§ What is required
Copy every line from the one containing "Each instance of the gable" through the last line of the records below, both included, and nothing else.

────

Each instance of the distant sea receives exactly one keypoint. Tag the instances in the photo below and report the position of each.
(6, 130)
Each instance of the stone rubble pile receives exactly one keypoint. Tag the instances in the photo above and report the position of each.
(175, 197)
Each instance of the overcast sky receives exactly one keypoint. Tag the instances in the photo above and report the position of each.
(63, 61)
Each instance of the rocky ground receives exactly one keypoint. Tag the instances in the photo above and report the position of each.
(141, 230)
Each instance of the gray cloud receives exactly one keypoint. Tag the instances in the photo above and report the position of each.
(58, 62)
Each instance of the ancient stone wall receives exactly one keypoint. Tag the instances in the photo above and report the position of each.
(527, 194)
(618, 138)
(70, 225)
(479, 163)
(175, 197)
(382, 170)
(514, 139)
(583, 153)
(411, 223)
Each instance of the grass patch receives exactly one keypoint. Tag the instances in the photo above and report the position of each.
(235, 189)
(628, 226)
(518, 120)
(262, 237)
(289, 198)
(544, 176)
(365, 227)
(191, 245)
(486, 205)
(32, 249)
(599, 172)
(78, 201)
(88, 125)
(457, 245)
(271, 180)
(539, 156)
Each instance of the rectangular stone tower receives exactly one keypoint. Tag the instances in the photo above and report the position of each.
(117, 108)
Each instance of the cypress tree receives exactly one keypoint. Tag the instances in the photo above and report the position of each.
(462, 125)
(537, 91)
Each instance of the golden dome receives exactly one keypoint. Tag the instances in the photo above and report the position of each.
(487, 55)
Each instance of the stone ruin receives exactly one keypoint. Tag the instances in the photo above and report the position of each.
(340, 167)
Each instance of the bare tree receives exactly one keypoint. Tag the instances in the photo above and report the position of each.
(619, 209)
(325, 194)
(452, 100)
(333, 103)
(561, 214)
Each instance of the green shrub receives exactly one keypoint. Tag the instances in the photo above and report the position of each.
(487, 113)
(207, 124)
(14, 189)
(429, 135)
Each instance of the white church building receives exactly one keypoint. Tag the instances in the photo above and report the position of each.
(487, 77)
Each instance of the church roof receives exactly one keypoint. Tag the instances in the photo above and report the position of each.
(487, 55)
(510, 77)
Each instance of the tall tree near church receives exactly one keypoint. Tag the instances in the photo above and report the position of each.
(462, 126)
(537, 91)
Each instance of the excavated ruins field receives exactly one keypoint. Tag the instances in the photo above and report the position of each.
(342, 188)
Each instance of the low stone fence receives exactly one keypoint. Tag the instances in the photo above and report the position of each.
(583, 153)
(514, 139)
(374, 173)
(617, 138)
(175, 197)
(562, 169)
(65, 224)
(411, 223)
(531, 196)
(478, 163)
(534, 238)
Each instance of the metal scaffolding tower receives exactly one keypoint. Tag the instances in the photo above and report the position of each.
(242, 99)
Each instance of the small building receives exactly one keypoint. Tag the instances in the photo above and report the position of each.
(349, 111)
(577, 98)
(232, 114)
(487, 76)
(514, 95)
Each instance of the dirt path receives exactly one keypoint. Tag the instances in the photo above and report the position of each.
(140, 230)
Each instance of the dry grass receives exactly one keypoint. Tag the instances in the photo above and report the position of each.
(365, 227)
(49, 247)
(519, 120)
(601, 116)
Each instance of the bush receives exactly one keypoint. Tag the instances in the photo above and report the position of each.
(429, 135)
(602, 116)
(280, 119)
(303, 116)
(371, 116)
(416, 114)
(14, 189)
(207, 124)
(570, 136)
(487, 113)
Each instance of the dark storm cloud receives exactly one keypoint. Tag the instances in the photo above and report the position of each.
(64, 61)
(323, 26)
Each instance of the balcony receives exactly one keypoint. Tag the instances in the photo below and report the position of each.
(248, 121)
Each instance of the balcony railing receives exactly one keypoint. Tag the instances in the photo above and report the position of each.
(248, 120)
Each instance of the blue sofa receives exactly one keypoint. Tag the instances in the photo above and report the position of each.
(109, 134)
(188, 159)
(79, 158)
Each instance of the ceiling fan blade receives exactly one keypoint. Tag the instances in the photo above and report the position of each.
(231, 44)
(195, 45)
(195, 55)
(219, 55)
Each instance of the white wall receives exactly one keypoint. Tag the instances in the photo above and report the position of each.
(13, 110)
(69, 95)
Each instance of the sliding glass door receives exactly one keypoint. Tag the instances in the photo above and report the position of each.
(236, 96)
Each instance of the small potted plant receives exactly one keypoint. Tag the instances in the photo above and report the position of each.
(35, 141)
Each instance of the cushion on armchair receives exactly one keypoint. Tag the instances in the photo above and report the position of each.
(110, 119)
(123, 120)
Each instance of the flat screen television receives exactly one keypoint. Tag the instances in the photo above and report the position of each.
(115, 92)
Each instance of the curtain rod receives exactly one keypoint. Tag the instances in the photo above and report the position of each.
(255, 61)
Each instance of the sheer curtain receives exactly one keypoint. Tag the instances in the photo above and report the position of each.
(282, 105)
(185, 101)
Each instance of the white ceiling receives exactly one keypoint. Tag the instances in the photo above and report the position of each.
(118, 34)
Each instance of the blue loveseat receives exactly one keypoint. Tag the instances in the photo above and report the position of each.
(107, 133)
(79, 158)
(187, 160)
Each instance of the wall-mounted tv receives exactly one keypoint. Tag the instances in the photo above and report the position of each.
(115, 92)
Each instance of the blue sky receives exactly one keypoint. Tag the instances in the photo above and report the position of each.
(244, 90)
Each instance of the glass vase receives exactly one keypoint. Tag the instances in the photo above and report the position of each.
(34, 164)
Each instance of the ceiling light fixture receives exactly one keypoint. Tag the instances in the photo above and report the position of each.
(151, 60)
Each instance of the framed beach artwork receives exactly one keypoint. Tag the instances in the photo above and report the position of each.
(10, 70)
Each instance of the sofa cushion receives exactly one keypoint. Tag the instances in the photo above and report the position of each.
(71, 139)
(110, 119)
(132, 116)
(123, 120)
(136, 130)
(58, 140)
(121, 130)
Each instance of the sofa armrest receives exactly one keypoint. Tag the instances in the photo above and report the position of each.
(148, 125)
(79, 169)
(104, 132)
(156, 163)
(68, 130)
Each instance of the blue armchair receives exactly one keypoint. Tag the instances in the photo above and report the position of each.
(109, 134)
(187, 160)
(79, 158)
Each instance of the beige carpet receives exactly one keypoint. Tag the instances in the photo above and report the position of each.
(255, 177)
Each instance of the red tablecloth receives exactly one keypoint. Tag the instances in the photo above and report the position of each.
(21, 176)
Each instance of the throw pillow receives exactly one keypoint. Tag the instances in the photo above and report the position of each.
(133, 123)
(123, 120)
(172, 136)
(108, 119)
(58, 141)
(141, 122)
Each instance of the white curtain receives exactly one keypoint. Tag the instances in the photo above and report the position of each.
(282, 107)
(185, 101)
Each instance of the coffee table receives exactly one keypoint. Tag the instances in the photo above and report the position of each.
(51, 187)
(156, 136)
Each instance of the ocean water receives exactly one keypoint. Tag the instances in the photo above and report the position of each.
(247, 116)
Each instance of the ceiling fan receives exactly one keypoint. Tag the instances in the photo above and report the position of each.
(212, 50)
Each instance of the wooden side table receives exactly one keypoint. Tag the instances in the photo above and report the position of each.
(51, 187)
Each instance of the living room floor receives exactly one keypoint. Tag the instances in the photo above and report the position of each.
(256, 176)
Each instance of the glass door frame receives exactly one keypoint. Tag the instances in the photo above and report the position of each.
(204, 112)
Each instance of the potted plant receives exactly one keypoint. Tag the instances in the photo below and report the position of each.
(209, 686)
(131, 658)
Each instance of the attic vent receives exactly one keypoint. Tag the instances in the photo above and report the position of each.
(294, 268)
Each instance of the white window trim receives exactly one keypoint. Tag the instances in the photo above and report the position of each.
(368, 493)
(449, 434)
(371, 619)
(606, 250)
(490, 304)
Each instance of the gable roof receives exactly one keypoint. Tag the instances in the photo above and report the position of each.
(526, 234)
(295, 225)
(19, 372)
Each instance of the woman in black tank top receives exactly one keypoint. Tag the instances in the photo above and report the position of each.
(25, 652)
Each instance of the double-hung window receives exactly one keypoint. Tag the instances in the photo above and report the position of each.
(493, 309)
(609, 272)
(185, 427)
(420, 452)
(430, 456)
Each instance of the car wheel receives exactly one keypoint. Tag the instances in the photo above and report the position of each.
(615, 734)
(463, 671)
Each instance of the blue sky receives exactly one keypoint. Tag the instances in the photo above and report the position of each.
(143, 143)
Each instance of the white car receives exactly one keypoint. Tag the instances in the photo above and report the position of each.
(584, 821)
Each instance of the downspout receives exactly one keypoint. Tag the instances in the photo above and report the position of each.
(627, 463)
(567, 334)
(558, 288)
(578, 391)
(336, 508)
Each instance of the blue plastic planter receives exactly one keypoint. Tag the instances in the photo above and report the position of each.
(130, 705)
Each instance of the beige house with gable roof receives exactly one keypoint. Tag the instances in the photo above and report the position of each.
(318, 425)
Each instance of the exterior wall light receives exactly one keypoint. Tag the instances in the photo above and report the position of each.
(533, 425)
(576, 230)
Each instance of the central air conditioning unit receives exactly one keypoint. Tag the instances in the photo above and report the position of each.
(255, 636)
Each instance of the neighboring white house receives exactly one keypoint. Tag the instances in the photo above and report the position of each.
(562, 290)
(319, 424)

────

§ The solution
Each instance of the gable roof receives exactly one keypoint. Tag the instances in the photo above and report the position of each.
(526, 234)
(295, 225)
(19, 372)
Each instance of the woman in black tank top receives exactly one keypoint. Tag the instances in the photo above and report the position of each.
(25, 652)
Each instance of the double-hung window receives exactly one keypoint. Tag the instances in the photo above and report the position of each.
(493, 309)
(609, 272)
(185, 427)
(420, 452)
(430, 456)
Each instance of the car wheel receives exactly one keypoint. Tag the instances in the photo above and report the position of each.
(615, 734)
(463, 671)
Each instance of the blue sky receives exactly one keypoint. Tag the instances in the photo above and report the position of each.
(143, 143)
Each instance of the white car receives exactly one keypoint. Tag the instances in the photo above and report the position of each.
(584, 821)
Each instance of the downspout receives exactly one keypoint. Tag the instances in the photo above and report the position of each.
(627, 463)
(567, 334)
(558, 288)
(578, 391)
(336, 508)
Each instance of the blue plastic planter receives exactly one keypoint. Tag the instances in the photo above and report the position of each.
(130, 705)
Each instance of the beige house with gable roof receives exactly one keypoint. Tag the instances in the photo above and report the position of each.
(318, 425)
Each instance of the exterior wall light receives exactly one keypoint. Tag the instances in the photo above and report the position of each.
(533, 425)
(576, 230)
Each instance of the central air conditioning unit receives exactly one keypoint. Tag the instances in the photo above and report the position of each.
(255, 636)
Each instance of the neighboring white house receives exactly one keypoint. Tag the instances in the photo above and report the position of each.
(562, 290)
(319, 424)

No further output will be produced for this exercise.